What to work on:
Check each line of the listing below for the string "white", then copy every line that has it.

>>>>

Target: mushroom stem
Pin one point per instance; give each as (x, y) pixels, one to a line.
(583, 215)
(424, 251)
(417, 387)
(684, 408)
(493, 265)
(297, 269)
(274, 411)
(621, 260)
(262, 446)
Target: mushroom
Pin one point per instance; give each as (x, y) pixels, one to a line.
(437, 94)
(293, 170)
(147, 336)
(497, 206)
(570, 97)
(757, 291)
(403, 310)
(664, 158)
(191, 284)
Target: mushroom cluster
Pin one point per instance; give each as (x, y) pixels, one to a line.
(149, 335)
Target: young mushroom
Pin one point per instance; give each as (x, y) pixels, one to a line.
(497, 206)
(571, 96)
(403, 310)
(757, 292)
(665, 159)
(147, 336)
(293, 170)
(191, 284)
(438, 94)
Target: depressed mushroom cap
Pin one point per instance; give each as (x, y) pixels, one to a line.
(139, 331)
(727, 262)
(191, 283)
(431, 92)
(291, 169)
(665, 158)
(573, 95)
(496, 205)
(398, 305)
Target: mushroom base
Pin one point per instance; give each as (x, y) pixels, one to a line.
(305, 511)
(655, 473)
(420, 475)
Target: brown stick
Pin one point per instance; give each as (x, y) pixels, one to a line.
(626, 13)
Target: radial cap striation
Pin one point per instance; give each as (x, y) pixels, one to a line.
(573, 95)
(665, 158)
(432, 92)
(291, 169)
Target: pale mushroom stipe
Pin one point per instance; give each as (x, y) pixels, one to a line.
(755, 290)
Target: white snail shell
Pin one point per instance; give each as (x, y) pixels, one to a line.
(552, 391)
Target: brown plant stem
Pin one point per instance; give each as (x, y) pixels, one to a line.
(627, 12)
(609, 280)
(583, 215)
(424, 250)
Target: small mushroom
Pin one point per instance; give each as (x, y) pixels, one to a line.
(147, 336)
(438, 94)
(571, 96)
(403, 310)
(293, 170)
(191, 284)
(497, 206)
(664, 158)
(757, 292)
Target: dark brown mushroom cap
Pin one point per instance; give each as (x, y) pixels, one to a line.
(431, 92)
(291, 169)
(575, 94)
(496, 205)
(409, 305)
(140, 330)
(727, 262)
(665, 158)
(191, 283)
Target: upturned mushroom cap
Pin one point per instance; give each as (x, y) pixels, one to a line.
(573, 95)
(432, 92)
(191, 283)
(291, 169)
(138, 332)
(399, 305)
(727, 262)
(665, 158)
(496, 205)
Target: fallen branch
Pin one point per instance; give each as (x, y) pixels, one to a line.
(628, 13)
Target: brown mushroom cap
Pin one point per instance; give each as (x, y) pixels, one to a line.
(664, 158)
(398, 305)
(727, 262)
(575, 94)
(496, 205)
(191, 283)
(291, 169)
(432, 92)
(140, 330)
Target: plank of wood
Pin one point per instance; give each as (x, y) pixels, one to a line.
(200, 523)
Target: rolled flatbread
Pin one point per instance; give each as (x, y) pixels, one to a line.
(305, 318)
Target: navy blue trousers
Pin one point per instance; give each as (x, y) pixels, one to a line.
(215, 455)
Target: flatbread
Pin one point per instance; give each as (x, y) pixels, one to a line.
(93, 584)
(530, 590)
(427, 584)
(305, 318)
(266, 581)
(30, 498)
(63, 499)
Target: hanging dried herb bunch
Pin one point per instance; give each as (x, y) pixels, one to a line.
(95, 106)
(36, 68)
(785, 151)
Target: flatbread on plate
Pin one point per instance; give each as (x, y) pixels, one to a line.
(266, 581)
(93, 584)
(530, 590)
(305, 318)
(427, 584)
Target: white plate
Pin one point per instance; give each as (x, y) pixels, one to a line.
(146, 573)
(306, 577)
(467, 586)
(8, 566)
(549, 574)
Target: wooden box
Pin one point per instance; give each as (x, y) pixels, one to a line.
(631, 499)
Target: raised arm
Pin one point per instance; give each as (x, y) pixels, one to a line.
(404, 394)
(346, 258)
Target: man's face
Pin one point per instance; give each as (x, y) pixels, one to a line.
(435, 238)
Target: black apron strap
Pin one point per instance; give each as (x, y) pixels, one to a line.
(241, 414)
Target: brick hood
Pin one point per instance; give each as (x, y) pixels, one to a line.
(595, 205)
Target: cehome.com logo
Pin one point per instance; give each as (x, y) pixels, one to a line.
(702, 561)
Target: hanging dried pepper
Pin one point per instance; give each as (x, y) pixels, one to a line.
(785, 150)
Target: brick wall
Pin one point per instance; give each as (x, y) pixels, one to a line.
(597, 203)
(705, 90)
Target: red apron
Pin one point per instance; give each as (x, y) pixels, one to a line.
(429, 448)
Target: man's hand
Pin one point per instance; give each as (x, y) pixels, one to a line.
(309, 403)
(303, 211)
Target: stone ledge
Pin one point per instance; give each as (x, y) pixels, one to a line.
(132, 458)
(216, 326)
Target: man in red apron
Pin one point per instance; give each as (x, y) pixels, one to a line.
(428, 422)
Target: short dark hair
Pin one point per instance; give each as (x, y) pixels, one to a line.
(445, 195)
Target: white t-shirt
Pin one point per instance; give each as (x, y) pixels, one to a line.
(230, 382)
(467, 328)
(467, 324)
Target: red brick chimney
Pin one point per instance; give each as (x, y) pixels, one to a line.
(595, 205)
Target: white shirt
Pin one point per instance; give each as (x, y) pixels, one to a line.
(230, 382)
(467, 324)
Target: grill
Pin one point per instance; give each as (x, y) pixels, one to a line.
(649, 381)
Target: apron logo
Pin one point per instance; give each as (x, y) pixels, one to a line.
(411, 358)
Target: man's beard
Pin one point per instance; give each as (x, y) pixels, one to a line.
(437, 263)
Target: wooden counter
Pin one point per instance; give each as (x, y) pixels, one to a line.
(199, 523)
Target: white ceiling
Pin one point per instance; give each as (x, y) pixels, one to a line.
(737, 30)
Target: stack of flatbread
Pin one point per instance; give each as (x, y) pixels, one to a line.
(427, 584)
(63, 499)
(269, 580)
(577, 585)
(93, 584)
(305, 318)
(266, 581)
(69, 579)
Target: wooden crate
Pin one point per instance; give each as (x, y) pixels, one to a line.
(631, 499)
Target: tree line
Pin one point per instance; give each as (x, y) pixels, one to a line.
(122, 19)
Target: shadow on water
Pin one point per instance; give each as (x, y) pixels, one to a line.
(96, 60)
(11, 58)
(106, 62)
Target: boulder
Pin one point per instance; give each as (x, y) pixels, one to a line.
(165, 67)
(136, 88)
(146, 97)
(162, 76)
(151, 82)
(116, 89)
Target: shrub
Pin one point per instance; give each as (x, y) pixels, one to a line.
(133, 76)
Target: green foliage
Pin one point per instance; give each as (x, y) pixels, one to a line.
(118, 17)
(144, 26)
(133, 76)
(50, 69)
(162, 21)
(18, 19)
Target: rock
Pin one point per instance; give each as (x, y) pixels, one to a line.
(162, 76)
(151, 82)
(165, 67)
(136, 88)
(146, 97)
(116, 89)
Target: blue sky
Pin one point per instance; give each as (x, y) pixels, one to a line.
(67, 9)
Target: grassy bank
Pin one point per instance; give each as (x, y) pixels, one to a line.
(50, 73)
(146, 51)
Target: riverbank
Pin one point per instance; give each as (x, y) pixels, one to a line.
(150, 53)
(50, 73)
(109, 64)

<<<<

Response below:
Target: white snail shell
Target: white plate
Target: white t-shirt
Target: white shirt
Target: white ceiling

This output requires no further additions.